* BRANO DEL TESTO:
^^^^
A me pare che questa critica sulla tortura psicologica a cui andrebbero incontro le madri,invece che minare la proposta di legge vada a rafforzarla. Riporto al riguardo quanto ho precisato in un precedente articolo (Le donne incinte si sentono torturate se ascoltano il battito del cuore del feto? E’ la prova schiacciante che non è un grumo di cellule, ma una persona)

‘Se l’ascolto di un battito del cuore diventa una tortura, vuol dire che in esso si riconosce la vita di una creatura umana che si vorrebbe sopprimere. Più aumenta il dolore della madre che vuole abortire più è evidente che il concepito viene identificato per quello che è, smascherando le manipolazioni di chi vorrebbe ridurlo ad ammasso di tessuti senza dignità. Nell’ascolto di un battito il preteso diritto di aborto evapora di fronte al più grande di tutti i diritti: quello di avere un cuore che pulsa che nessuno deve permettersi di fermare.

E allora diventa chiara la mistificazione di chi vuol attribuire ad una creatura indifesa la colpa di essere strumento di tortura a causa della semplice manifestazione della sua presenza. 

Rovesciamo allora l’accusa e poniamoci questa domanda: se ascoltare il cuore del figlio per una madre può essere una tortura, che vocabolo possiamo usare per descrivere la situazione e la sofferenza di un feto che viene smembrato e fatto a pezzi senza anestesie né riguardi o che viene eliminato da tossiche soluzioni saline che gli bruciano i tessuti?’.

Quando il consenso è libero e informato?

Ma c’è di più: se inquadriamo la proposta sul ‘battito del cuore’ non solo negli obiettivi (riduzione degli aborti) ma anche nel presupposto di tutela del libero consenso delle donne, emerge una solida ulteriore argomentazione giuridica, che andrebbe ben spiegata.

Infatti, l’equivoco corrente è che questa nuova prescrizione tolga qualcosa alla libertà di scegliere, condizionandola. C’è poi chi vede in questo passaggio una costrizione insopportabile. In tal caso si dovrebbe però spiegare come mai negli ultimi anni si siano moltiplicati senza particolari avversioni altri controlli ed esami molto più invasivi per le donne in gravidanza, spesso finalizzati ad esiti eugenetici. In realtà, l’informazione che si vorrebbe aggiungere all’iter abortivo e alle ‘buone pratiche ospedaliere’ con la proposta di legge, rende la donna più consapevole di quello che sta per fare. In altre parole, rende il suo consenso più pienamente informato, togliendo alcune zone d’ombra. E quindi più libero.
^^^^
* MATERIALE DI PARTENZA:
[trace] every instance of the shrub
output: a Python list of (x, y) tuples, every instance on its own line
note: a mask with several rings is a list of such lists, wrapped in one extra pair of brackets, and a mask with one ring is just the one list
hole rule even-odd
^^^^
* COSA FARE:
Prosegui il brano sulla proposta di legge del "battito del cuore" a partire dall'ultima frase riportata.

* RISULTATO:
Al riguardo, è bene ricordare che la recente legge 219/2017 sul ‘Consenso informato e Dichiarazioni anticipate di trattamento’, ha introdotto il diritto ad un consenso pieno e pienamente informato per ogni trattamento sanitario, nell’ambito di un nuovo concetto di alleanza terapeutica tra medico e paziente. Alleanza che si pretende improntata alla massima chiarezza e trasparenza. 

Questo principio è peraltro ricollegabile al primo comma dell’articolo 18 della tanto invocata L. 194/78 che recita testualmente ‘Chiunque cagiona l’interruzione della gravidanza senza il consenso della donna è punito con la reclusione da quattro a otto anni. Si considera non prestato il consenso estorto con violenza o minaccia ovvero carpito con l’inganno’. 

Dunque, negare o eludere l’obbligo di fornire pienezza di informazioni a chi vuole abortire (come si configura nell’esclusione di quella realtà autoevidente che è l’auscultazione di un battito cardiaco) significa contravvenire ad un principio sempre più considerato dalla dottrina e giurisprudenza come inalienabile e incomprimibile: il diritto del paziente di un trattamento sanitario ad ottenere un ‘consenso informato’.

Non può essere, allora, che l’obbligo di tutela del consenso informato sia per il medico obbligatorio e sanzionabile quando è funzionale a scelte di morte (DAT) e divenga invece un optional quando una informazione veramente piena possa portare a salvare una vita, sventando un aborto. Che ascoltare un cuore tocchi il cuore lo dimostra la realtà statunitense: negli Stati in cui è stato introdotto questo obbligo gli aborti si sono ridotti oltre la metà (qui).

Dunque, si mettano sullo stesso piano fattispecie analoghe: stessi obblighi, responsabilità, sanzioni o conseguenze sia per il medico che non adempie agli obblighi relativi al consenso informato sul versante del fine vita che per quello che non li adempie nell’altro versante, che riguarda la vita nascente.

Altri suggerimenti per distoglierci dalla ricerca di peli nell’uovo o per rimuoverli

Ricapitolando: ascoltare il cuore che batte prima di un aborto, più che un dovere dei medici, dovrebbe essere considerato un diritto delle donne; una garanzia che il loro consenso ad un intervento così tragicamente importante sia veramente informato e non estorto con inganno, minacce o reticenze. E in sintonia con la stessa legge 194 (nell’articolo 18 citato).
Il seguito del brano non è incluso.